### REQUIRED WORK
How many lines in the data below contain the string "trousers"? Reply with the number alone.

Excerpts of location labeling data:

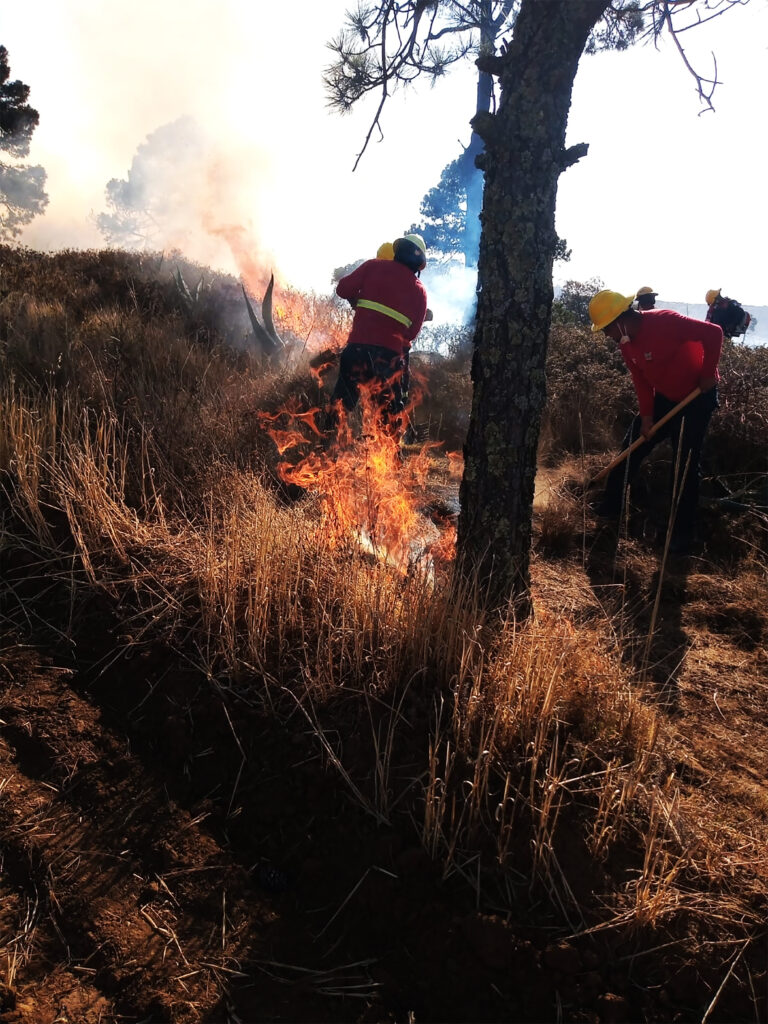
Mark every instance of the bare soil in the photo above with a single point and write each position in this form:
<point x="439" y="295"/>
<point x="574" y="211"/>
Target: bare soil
<point x="175" y="851"/>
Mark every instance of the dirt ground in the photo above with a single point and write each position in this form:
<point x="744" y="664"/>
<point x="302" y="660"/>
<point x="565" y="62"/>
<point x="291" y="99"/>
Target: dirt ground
<point x="173" y="852"/>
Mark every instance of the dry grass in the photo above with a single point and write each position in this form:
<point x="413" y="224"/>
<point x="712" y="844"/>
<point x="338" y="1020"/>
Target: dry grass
<point x="130" y="461"/>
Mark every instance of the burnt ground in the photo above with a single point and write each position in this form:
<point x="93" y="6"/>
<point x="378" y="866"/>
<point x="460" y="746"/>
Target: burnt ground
<point x="175" y="851"/>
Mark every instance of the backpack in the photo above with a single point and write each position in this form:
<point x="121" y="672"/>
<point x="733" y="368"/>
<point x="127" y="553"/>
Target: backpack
<point x="730" y="315"/>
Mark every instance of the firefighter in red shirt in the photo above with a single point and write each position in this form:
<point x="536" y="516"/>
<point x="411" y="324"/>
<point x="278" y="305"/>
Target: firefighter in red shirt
<point x="668" y="355"/>
<point x="390" y="305"/>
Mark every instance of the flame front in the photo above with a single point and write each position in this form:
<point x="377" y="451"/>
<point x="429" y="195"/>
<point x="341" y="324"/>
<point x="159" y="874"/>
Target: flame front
<point x="372" y="496"/>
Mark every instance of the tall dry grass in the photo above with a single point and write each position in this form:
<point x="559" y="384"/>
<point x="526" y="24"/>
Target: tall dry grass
<point x="130" y="462"/>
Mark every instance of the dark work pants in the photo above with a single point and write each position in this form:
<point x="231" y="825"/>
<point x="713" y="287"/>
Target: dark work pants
<point x="372" y="365"/>
<point x="694" y="419"/>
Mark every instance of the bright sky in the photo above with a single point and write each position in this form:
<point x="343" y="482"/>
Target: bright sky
<point x="666" y="197"/>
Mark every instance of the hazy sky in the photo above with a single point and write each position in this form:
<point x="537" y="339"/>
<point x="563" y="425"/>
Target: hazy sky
<point x="665" y="198"/>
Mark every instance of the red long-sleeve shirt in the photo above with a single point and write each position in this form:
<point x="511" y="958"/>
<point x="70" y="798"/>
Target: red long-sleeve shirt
<point x="670" y="353"/>
<point x="390" y="284"/>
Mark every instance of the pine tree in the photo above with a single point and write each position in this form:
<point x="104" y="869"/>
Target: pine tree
<point x="23" y="195"/>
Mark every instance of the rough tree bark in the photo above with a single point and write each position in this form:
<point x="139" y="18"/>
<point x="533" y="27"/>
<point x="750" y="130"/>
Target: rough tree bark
<point x="523" y="159"/>
<point x="474" y="150"/>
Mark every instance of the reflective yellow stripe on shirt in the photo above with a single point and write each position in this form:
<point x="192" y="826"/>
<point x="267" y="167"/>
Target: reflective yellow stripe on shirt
<point x="381" y="308"/>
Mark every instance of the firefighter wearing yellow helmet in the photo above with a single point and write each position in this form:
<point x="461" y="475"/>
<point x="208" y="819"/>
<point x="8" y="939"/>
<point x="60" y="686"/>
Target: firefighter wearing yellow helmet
<point x="390" y="305"/>
<point x="669" y="356"/>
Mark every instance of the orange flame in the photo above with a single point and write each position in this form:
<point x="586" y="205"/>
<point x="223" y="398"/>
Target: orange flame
<point x="371" y="495"/>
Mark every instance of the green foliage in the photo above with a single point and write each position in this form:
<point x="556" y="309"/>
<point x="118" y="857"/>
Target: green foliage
<point x="572" y="304"/>
<point x="23" y="194"/>
<point x="443" y="210"/>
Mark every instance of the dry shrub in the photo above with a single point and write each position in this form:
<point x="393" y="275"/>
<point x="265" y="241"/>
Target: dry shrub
<point x="143" y="442"/>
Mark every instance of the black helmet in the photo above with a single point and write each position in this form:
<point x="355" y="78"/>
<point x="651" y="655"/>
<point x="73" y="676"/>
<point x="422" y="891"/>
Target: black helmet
<point x="411" y="251"/>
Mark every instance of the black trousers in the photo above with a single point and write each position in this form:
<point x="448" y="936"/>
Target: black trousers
<point x="372" y="365"/>
<point x="692" y="421"/>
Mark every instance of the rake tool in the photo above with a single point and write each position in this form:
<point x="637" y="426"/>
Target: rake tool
<point x="642" y="439"/>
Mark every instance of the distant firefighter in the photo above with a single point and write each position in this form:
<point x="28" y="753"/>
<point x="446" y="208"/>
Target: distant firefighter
<point x="646" y="298"/>
<point x="390" y="305"/>
<point x="726" y="313"/>
<point x="670" y="357"/>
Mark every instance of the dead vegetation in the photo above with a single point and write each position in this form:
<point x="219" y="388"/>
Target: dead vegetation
<point x="546" y="769"/>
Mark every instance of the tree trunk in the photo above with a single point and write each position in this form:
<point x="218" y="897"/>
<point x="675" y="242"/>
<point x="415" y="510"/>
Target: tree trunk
<point x="475" y="147"/>
<point x="524" y="156"/>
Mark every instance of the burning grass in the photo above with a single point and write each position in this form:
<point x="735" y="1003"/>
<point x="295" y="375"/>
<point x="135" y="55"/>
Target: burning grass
<point x="530" y="760"/>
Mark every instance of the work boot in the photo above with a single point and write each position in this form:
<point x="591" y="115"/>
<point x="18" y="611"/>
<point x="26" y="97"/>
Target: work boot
<point x="682" y="542"/>
<point x="605" y="511"/>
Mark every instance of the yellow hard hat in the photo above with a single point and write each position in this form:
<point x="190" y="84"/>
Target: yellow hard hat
<point x="605" y="306"/>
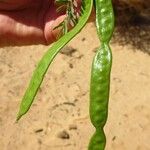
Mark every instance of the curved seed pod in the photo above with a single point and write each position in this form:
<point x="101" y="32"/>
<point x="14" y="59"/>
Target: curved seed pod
<point x="47" y="59"/>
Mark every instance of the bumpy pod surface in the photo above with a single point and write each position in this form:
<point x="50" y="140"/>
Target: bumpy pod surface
<point x="100" y="74"/>
<point x="104" y="19"/>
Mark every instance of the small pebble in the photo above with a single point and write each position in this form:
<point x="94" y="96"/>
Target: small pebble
<point x="72" y="127"/>
<point x="63" y="135"/>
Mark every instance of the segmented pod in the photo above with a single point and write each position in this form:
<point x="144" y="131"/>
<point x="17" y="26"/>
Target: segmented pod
<point x="104" y="19"/>
<point x="100" y="79"/>
<point x="47" y="59"/>
<point x="100" y="74"/>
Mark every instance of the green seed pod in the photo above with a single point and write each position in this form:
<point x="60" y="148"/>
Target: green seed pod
<point x="104" y="19"/>
<point x="100" y="79"/>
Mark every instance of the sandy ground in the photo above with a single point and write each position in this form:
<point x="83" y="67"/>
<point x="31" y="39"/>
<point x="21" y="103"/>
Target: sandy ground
<point x="59" y="119"/>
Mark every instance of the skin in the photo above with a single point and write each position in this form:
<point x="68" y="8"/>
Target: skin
<point x="26" y="22"/>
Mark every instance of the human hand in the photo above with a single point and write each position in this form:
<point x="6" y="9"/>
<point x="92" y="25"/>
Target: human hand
<point x="27" y="22"/>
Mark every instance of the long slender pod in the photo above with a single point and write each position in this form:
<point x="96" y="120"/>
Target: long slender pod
<point x="43" y="65"/>
<point x="100" y="74"/>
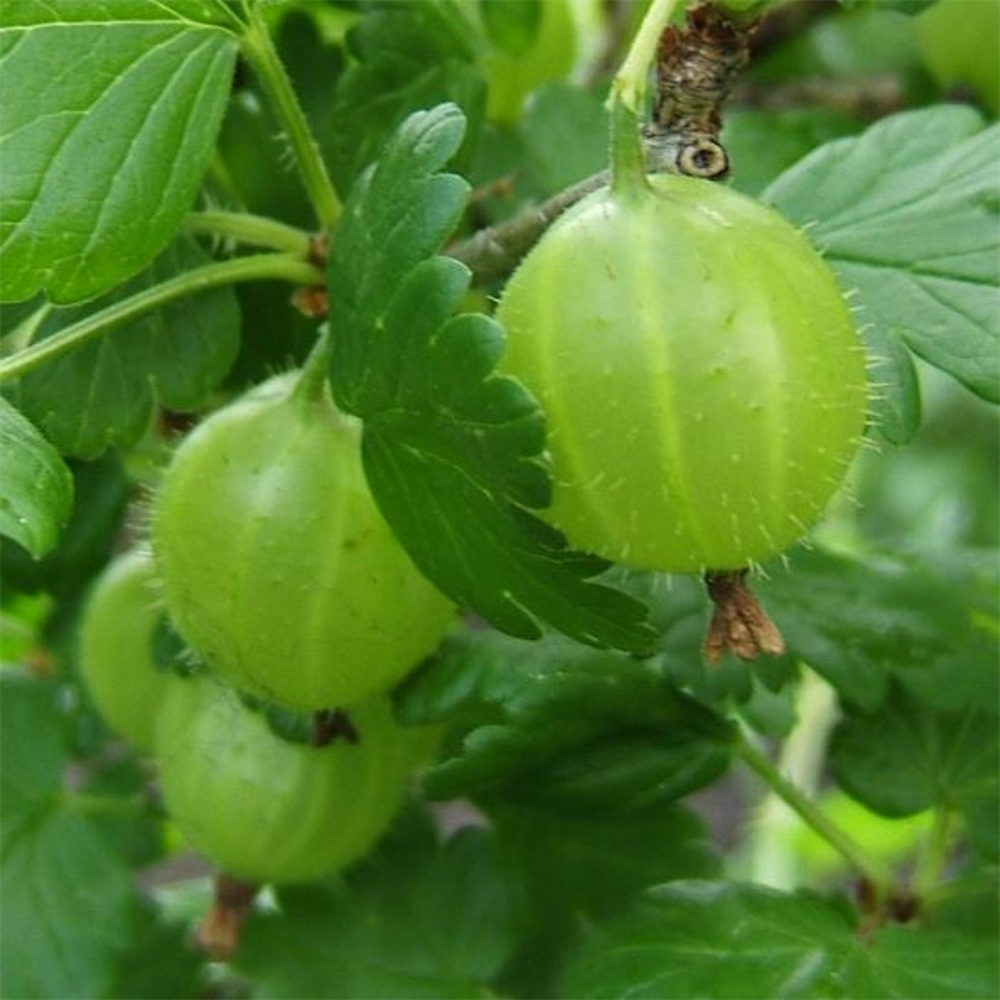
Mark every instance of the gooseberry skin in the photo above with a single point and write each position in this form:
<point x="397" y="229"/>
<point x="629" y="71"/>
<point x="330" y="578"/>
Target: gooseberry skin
<point x="702" y="379"/>
<point x="277" y="567"/>
<point x="266" y="810"/>
<point x="116" y="648"/>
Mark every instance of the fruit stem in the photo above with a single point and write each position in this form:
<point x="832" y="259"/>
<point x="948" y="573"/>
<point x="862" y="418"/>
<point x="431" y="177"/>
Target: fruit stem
<point x="878" y="876"/>
<point x="256" y="230"/>
<point x="628" y="98"/>
<point x="259" y="267"/>
<point x="260" y="51"/>
<point x="311" y="385"/>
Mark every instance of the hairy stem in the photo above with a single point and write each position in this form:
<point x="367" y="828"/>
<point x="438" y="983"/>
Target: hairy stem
<point x="255" y="230"/>
<point x="879" y="877"/>
<point x="277" y="86"/>
<point x="260" y="267"/>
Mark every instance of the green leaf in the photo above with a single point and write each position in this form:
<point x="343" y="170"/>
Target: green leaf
<point x="564" y="726"/>
<point x="408" y="55"/>
<point x="578" y="870"/>
<point x="761" y="144"/>
<point x="565" y="132"/>
<point x="100" y="493"/>
<point x="422" y="921"/>
<point x="512" y="25"/>
<point x="103" y="393"/>
<point x="906" y="214"/>
<point x="452" y="451"/>
<point x="857" y="621"/>
<point x="909" y="756"/>
<point x="36" y="491"/>
<point x="66" y="899"/>
<point x="745" y="942"/>
<point x="102" y="163"/>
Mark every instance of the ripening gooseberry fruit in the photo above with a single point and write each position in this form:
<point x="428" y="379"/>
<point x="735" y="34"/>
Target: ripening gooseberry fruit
<point x="116" y="648"/>
<point x="277" y="566"/>
<point x="266" y="810"/>
<point x="703" y="383"/>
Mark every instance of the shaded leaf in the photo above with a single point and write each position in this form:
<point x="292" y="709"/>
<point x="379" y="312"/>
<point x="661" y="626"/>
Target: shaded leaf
<point x="423" y="921"/>
<point x="36" y="490"/>
<point x="744" y="942"/>
<point x="452" y="451"/>
<point x="557" y="724"/>
<point x="907" y="214"/>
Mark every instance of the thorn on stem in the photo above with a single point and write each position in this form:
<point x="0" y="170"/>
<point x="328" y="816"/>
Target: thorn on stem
<point x="739" y="624"/>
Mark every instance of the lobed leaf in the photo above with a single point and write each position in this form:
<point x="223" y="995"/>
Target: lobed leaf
<point x="906" y="214"/>
<point x="568" y="727"/>
<point x="110" y="115"/>
<point x="859" y="622"/>
<point x="103" y="393"/>
<point x="452" y="451"/>
<point x="36" y="491"/>
<point x="910" y="756"/>
<point x="428" y="921"/>
<point x="66" y="898"/>
<point x="744" y="942"/>
<point x="408" y="55"/>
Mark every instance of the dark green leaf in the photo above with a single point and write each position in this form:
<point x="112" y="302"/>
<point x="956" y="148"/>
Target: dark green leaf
<point x="578" y="870"/>
<point x="566" y="726"/>
<point x="103" y="393"/>
<point x="906" y="214"/>
<point x="761" y="144"/>
<point x="452" y="451"/>
<point x="33" y="756"/>
<point x="36" y="491"/>
<point x="100" y="494"/>
<point x="744" y="942"/>
<point x="409" y="55"/>
<point x="855" y="621"/>
<point x="101" y="164"/>
<point x="65" y="897"/>
<point x="423" y="921"/>
<point x="909" y="756"/>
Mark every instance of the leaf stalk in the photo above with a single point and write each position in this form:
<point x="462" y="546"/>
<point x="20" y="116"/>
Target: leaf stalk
<point x="879" y="877"/>
<point x="259" y="267"/>
<point x="260" y="51"/>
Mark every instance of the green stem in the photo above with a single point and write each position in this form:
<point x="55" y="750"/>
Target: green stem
<point x="629" y="84"/>
<point x="256" y="230"/>
<point x="934" y="856"/>
<point x="627" y="100"/>
<point x="259" y="267"/>
<point x="873" y="871"/>
<point x="802" y="758"/>
<point x="277" y="86"/>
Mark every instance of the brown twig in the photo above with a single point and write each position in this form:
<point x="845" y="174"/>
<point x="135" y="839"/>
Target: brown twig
<point x="219" y="930"/>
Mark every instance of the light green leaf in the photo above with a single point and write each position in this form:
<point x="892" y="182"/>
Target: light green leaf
<point x="743" y="942"/>
<point x="110" y="116"/>
<point x="452" y="450"/>
<point x="36" y="489"/>
<point x="66" y="899"/>
<point x="103" y="393"/>
<point x="907" y="214"/>
<point x="420" y="921"/>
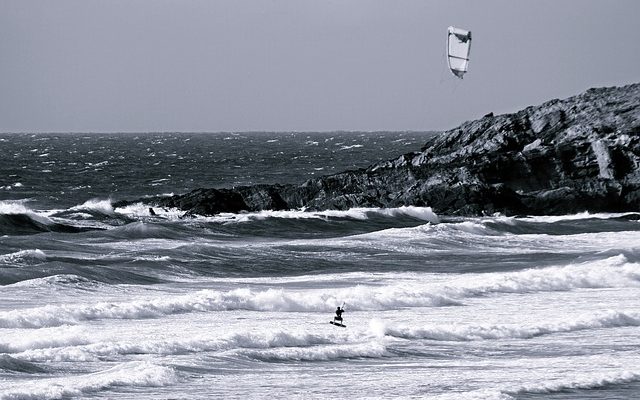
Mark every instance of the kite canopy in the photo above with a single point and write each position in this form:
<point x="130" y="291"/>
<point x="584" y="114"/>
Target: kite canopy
<point x="458" y="48"/>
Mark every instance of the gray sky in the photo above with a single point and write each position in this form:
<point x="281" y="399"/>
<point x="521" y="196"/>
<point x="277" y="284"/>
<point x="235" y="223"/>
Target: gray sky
<point x="237" y="65"/>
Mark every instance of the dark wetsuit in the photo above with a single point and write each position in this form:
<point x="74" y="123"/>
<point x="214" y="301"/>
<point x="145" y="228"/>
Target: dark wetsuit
<point x="338" y="316"/>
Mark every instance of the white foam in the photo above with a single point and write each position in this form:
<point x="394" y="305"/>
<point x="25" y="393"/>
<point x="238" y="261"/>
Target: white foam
<point x="44" y="338"/>
<point x="461" y="332"/>
<point x="142" y="210"/>
<point x="422" y="213"/>
<point x="579" y="381"/>
<point x="23" y="256"/>
<point x="101" y="206"/>
<point x="74" y="349"/>
<point x="360" y="297"/>
<point x="129" y="374"/>
<point x="610" y="272"/>
<point x="373" y="349"/>
<point x="572" y="217"/>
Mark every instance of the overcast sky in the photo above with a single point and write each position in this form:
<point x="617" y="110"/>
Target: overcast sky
<point x="302" y="65"/>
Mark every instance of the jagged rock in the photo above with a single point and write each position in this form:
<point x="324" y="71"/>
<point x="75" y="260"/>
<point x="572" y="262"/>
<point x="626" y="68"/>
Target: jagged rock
<point x="564" y="156"/>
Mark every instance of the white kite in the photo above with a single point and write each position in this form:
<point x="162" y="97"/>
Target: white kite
<point x="458" y="48"/>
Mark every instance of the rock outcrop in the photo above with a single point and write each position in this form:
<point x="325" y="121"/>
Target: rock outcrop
<point x="564" y="156"/>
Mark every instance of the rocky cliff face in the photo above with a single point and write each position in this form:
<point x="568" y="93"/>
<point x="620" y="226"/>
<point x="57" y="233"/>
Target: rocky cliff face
<point x="564" y="156"/>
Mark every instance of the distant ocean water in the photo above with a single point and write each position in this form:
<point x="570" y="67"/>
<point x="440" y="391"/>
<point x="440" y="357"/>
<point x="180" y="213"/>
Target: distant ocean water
<point x="98" y="301"/>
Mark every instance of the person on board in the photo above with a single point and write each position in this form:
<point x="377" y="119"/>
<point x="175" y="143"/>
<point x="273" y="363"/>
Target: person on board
<point x="338" y="316"/>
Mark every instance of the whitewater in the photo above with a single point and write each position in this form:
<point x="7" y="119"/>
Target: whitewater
<point x="101" y="301"/>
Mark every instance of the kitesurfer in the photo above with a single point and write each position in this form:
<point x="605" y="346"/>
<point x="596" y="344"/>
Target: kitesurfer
<point x="338" y="316"/>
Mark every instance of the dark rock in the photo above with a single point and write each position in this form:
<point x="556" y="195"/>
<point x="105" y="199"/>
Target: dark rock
<point x="564" y="156"/>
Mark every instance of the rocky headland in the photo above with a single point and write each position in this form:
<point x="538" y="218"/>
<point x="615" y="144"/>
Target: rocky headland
<point x="561" y="157"/>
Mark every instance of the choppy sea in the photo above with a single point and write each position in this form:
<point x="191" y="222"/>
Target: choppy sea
<point x="104" y="302"/>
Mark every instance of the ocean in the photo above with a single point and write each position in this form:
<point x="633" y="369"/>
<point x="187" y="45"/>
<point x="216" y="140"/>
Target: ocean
<point x="99" y="301"/>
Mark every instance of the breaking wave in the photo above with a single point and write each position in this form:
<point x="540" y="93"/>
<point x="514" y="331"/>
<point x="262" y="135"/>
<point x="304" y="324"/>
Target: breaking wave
<point x="610" y="272"/>
<point x="459" y="332"/>
<point x="130" y="374"/>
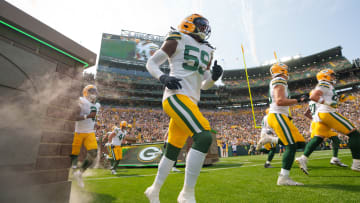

### EXERCISE OUTPUT
2